━━━━━ PAGE EXTRACT
The Death of the Silicon Computer Chip
Stony Stevenson sends a report from the Institute of Physics' Condensed Matter and Material Physics conference, where researchers predicted that the reign of the silicon chip is nearly over. Nanotubes and superconductors are leading candidates for a replacement; they don't mention graphene. "...the conventional silicon chip has no longer than four years left to run... [R]esearchers speculate that the silicon chip will be unable to sustain the same pace of increase in computing power and speed as it has in previous years. Just as Gordon Moore predicted in 2005, physical limitations of the miniaturized electronic devices of today will eventually lead to silicon chips that are saturated with transistors and incapable of holding any more digital information. The challenge now lies in finding alternative components that may pave the way to faster, more powerful computers of the future"
...believe it when I see it!
You're thinking small. Why miniaturize the laser, when we could instead enlarge the sharks? -John Searle
[R]esearchers speculate that the silicon chip will be unable to sustain the same pace of increase in computing power and speed as it has in previous years.
━━━━━━━━━━
━━━━━ ENTRIES SUPPLIED
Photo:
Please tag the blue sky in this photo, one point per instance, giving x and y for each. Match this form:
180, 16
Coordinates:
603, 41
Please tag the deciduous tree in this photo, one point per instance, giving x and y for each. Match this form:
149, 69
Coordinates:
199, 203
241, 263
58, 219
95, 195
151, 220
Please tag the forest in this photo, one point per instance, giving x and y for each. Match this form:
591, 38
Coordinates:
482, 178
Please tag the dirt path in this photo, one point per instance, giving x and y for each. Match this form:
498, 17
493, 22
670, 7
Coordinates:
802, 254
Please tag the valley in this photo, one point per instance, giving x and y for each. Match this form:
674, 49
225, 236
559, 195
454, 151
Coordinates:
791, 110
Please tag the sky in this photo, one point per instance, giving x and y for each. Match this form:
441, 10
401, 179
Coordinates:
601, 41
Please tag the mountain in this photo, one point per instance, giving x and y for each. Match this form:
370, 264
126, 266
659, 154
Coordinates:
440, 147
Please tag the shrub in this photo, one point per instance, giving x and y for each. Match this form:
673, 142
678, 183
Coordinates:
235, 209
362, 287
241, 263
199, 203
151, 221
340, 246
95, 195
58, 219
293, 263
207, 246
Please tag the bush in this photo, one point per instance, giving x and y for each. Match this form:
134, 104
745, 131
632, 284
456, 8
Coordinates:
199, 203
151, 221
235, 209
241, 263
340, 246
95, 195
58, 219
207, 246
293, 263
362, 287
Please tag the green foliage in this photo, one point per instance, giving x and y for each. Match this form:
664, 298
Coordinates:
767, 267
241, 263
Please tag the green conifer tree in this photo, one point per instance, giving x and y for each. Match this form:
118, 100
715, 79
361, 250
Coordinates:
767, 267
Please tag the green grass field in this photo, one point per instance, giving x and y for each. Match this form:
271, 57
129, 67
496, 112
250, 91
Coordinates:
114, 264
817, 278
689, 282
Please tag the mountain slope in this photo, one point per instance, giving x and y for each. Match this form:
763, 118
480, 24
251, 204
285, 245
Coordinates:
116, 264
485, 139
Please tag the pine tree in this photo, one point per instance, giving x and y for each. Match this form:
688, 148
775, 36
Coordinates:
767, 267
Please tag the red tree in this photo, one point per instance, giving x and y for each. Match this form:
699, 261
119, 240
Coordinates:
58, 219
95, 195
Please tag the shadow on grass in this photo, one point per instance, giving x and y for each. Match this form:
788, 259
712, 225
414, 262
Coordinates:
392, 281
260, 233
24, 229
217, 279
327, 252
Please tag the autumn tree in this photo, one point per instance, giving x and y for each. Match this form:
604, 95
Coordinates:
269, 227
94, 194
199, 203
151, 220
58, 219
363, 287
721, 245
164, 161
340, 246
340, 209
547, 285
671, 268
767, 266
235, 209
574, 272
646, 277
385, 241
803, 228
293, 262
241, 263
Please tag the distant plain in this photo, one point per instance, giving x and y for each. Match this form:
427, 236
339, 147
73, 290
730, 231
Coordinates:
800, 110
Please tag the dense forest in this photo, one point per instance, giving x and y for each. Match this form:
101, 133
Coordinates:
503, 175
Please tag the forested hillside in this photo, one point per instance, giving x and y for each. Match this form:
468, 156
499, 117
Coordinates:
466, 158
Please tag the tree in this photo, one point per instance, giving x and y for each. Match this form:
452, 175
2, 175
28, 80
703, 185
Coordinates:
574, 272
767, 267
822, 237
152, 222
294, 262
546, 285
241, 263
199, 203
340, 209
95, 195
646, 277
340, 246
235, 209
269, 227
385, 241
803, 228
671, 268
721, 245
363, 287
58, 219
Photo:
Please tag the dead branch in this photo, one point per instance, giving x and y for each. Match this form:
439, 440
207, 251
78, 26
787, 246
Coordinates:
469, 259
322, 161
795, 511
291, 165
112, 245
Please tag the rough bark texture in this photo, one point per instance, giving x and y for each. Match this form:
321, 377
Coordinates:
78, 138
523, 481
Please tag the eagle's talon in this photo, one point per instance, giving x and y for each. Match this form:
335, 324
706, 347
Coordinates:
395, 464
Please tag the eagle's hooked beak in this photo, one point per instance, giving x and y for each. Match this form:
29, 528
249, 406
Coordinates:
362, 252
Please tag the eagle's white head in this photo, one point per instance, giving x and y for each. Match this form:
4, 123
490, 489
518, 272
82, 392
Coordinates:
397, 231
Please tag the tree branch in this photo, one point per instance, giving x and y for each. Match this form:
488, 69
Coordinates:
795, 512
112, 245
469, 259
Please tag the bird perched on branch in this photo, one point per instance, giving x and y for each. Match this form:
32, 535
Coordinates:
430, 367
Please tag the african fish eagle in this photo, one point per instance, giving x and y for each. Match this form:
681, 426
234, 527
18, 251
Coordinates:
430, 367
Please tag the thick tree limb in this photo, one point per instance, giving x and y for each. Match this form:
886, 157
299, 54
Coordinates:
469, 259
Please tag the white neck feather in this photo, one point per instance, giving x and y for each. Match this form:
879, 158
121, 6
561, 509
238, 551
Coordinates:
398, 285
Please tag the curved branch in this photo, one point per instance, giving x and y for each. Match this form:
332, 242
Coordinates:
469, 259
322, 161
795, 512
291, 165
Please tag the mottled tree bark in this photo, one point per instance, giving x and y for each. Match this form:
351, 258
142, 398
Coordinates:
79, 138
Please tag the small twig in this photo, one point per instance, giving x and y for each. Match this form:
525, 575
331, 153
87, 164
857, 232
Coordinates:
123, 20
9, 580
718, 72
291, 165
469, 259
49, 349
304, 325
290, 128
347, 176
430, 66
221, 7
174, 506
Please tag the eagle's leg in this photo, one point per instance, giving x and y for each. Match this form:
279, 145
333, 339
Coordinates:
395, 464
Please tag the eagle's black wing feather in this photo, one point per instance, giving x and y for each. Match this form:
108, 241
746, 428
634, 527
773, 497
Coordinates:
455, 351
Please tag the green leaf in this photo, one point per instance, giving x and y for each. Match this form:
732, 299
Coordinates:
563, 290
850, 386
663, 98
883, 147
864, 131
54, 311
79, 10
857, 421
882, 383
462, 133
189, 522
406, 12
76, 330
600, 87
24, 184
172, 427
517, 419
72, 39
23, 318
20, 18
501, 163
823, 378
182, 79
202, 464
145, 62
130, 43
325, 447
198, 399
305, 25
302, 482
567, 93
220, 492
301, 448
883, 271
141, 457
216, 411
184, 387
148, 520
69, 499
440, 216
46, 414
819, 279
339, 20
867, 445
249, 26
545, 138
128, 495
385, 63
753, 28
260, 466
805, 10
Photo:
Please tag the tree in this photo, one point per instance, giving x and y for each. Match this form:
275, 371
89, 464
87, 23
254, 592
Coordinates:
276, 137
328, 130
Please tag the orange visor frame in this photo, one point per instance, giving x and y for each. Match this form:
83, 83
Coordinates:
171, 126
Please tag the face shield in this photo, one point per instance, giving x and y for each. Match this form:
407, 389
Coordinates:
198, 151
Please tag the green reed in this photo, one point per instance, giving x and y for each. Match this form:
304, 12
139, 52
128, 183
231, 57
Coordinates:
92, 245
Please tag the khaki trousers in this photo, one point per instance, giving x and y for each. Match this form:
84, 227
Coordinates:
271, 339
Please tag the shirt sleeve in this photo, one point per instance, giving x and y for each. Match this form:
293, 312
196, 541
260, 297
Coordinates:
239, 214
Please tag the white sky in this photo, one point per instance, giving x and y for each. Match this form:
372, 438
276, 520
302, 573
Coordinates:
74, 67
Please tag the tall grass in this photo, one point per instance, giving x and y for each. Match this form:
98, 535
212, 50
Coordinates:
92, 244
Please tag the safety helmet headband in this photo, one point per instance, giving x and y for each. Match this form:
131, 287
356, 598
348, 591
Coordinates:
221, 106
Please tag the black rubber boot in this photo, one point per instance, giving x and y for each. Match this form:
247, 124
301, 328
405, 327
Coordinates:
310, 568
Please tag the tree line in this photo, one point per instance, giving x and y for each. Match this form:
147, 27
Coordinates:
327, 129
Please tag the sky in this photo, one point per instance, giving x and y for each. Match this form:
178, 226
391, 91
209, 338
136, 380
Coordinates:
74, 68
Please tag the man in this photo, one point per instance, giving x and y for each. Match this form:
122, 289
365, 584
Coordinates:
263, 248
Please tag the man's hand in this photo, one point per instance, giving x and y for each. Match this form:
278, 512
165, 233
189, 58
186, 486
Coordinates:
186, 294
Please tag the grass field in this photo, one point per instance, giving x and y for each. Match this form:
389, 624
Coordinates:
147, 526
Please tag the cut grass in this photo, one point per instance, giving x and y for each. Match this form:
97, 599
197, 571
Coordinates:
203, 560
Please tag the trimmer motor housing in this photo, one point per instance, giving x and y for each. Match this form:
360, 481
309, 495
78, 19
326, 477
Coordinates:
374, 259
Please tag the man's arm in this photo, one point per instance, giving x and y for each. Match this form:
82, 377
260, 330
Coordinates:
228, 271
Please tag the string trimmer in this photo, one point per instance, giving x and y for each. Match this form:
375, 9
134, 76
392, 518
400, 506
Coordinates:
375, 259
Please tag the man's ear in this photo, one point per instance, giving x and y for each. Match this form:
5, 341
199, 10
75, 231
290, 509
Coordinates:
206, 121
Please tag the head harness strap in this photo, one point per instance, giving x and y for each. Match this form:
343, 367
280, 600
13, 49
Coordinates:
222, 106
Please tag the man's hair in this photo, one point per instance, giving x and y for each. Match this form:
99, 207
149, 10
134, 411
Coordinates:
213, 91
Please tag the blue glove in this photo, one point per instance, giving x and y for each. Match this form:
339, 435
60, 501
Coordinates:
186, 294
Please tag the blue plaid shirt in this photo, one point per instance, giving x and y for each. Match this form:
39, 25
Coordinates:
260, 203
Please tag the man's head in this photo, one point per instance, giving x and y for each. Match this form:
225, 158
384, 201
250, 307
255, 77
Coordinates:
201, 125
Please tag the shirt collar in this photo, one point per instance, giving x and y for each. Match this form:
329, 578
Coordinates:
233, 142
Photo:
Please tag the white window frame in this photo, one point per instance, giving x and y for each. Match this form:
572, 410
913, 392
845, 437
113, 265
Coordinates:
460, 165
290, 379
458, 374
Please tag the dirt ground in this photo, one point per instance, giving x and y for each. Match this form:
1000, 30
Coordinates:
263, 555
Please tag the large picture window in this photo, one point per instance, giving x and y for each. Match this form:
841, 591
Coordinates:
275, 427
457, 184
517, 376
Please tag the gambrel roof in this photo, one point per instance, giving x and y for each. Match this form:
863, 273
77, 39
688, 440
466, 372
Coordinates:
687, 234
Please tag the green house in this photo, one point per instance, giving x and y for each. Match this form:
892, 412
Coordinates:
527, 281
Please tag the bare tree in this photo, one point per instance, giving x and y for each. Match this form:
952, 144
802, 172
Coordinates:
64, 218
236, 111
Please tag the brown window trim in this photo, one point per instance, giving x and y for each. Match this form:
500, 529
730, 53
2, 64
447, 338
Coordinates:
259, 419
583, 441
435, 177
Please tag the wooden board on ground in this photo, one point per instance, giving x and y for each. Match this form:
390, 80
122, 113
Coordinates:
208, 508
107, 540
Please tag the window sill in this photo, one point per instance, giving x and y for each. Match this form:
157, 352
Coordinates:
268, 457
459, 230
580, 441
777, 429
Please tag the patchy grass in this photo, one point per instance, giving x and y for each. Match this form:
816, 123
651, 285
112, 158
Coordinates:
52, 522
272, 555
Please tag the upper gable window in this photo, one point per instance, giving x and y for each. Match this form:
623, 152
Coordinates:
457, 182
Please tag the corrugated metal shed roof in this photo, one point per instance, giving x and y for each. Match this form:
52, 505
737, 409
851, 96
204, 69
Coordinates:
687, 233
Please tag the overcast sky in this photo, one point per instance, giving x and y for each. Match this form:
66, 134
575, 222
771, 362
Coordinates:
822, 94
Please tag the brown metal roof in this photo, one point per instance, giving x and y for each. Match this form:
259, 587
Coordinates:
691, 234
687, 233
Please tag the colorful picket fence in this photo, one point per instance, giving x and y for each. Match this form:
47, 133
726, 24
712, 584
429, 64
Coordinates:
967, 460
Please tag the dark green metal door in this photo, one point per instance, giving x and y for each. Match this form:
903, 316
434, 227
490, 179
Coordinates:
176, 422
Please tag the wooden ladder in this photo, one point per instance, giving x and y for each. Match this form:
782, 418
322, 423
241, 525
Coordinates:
━━━━━━━━━━
EXERCISE DETAILS: According to the report on the silicon chip, which two technologies are leading candidates to replace it?

WRITTEN ANSWER: Nanotubes and superconductors.